= YOUR INSTRUCTIONS =
Make an exact transcription of the material, leaving out all images.

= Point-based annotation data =
* * * * * * * * *

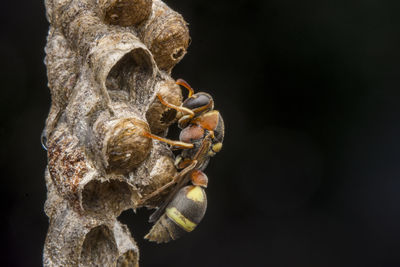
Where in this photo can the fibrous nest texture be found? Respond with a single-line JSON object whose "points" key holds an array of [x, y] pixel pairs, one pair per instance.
{"points": [[106, 61]]}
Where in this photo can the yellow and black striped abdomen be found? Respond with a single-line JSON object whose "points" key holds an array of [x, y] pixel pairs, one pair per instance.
{"points": [[182, 215]]}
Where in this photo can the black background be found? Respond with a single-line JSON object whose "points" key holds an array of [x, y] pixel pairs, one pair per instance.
{"points": [[309, 172]]}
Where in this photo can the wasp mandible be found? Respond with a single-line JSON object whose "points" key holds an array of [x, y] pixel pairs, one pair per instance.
{"points": [[201, 138]]}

* * * * * * * * *

= THE COMPLETED TASK =
Where in this photo can the fibrous nest texture be found? Respond with a single-line JSON object whose "points" key holds an array of [x, y] pixel pairs, one pair per instance.
{"points": [[106, 61]]}
Where in this photo can the yellow and black striped abdomen be found? Respond with a single-line JSON object whose "points" key holds an array of [x, y] pixel pairs, one pair per instance.
{"points": [[182, 215]]}
Where in this photo can the black background be found? Respond with a single-line JSON object whose "points" key holds an array of [x, y] pixel pairs, one pair per instance.
{"points": [[309, 172]]}
Where in this photo can the wasp mandible be found? Respond with a single-line JSON object whose "points" key holds an array of [x, y] pixel pairs, one pair per instance.
{"points": [[201, 138]]}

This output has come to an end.